*Task statement*. Please rewrite the data below, swapping "Locate" for "Find" wherever it occurs and keeping everything else the same.

(Collected data entries)
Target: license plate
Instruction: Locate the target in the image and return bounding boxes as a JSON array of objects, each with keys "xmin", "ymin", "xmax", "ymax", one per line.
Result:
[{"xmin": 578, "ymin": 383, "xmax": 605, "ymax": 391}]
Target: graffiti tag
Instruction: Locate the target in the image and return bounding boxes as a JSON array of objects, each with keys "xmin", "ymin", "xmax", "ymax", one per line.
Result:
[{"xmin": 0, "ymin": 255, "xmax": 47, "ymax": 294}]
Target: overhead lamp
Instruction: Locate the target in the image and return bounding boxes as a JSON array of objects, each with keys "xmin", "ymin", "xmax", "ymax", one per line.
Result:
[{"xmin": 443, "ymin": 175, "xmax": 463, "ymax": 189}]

*Solution to the exercise*.
Target: license plate
Instruction: Find the target in the image and return bounding boxes as a JSON array of objects, each with keys "xmin", "ymin", "xmax", "ymax", one per line.
Result:
[{"xmin": 578, "ymin": 383, "xmax": 605, "ymax": 391}]
Target: graffiti tag
Instruction: Find the target in the image and return bounding boxes as a JSON array of objects, each with keys "xmin", "ymin", "xmax", "ymax", one per line.
Result:
[{"xmin": 0, "ymin": 255, "xmax": 47, "ymax": 294}]
Target: overhead lamp
Instruction: Find the target in the image and return bounding boxes as a JSON array of objects, each with keys "xmin", "ymin", "xmax", "ymax", one per line.
Result:
[{"xmin": 443, "ymin": 175, "xmax": 463, "ymax": 189}]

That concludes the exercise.